## Exercise
Reproduce, character for character, the stretch of the listing below that runs from the line containing "Category: wrinkled skin" through the final line of the listing.

## Given records

════════════════

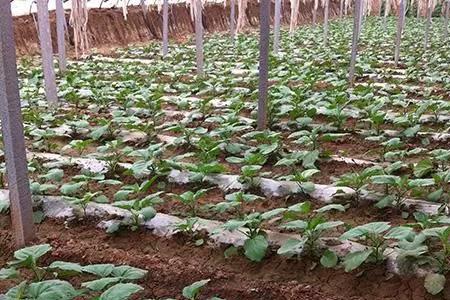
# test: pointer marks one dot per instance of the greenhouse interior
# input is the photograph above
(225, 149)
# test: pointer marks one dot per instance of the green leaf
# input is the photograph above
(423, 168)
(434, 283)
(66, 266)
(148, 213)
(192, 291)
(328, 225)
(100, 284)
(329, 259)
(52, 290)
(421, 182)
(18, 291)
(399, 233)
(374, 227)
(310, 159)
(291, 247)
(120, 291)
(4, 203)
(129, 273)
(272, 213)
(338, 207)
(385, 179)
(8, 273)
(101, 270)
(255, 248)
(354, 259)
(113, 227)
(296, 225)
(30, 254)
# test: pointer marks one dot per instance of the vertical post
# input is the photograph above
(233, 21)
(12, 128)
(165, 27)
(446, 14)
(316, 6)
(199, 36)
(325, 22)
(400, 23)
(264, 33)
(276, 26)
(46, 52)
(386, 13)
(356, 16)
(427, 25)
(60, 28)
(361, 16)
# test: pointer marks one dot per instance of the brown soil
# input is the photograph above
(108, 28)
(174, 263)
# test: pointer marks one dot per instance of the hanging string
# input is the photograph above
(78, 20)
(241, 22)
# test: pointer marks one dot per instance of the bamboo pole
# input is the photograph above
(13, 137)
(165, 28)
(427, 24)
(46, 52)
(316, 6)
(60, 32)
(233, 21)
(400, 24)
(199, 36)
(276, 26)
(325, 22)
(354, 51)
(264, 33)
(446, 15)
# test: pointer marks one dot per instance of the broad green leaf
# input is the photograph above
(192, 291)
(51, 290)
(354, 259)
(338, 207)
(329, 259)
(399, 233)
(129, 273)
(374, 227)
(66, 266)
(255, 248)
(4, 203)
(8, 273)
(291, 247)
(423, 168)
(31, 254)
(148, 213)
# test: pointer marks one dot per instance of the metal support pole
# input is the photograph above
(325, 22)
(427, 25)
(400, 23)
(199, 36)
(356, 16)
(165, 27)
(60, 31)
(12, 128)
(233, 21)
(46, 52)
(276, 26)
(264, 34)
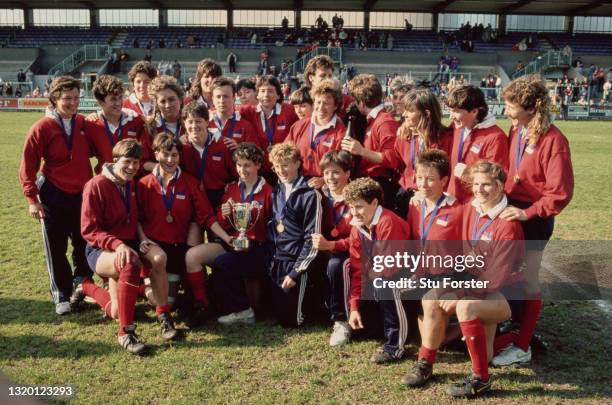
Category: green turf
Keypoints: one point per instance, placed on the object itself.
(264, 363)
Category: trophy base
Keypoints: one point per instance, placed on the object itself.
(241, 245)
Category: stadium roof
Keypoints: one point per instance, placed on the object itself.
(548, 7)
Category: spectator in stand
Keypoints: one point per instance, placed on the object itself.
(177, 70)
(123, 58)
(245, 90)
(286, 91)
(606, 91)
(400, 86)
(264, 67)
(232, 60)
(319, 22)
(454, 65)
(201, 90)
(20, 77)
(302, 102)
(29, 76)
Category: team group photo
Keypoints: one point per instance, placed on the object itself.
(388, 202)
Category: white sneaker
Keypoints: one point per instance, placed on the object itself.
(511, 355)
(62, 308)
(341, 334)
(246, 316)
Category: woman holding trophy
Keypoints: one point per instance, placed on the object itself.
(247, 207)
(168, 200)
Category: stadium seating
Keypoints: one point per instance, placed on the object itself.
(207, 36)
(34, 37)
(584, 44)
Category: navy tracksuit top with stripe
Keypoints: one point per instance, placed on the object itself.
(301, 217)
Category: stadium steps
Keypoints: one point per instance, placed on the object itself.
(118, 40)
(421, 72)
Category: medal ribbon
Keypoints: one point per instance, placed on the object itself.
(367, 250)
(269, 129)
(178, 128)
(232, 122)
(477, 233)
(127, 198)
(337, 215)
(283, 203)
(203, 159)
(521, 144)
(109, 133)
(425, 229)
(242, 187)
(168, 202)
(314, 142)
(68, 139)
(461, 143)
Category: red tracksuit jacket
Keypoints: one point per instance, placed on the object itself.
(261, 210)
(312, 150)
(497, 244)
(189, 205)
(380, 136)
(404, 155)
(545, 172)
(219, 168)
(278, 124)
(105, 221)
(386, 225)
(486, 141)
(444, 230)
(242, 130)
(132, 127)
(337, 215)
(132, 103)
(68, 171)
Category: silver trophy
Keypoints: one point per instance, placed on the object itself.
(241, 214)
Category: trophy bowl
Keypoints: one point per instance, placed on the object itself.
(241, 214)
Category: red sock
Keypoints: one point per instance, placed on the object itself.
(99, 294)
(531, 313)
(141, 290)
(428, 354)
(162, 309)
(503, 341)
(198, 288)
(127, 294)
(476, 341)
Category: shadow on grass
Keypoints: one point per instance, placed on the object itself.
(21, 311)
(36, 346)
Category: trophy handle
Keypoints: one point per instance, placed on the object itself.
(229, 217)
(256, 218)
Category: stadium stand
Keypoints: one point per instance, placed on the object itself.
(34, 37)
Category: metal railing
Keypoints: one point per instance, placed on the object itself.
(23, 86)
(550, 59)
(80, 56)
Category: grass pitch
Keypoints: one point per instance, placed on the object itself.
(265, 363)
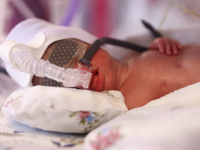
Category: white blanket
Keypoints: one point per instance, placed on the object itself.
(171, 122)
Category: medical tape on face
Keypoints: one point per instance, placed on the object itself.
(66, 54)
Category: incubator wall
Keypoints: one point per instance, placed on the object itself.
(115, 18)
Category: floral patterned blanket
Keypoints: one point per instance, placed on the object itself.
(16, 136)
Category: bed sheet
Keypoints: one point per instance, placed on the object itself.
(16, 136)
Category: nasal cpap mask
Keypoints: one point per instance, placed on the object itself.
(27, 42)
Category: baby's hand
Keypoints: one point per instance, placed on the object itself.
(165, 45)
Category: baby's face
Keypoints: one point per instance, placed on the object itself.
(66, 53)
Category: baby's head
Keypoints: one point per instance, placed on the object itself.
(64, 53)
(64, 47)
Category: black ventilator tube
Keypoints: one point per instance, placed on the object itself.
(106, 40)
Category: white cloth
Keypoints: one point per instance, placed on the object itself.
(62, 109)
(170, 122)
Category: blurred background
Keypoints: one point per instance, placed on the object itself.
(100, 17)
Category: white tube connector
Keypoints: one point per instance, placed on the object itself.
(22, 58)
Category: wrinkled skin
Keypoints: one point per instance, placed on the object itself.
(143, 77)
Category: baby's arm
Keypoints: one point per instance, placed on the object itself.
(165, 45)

════════════════

## Finished task
Category: wrinkled skin
Keypoints: one point per instance, placed on the object itself.
(143, 77)
Category: baby's arm
Keypoints: one point per instance, placed on the object itself.
(165, 45)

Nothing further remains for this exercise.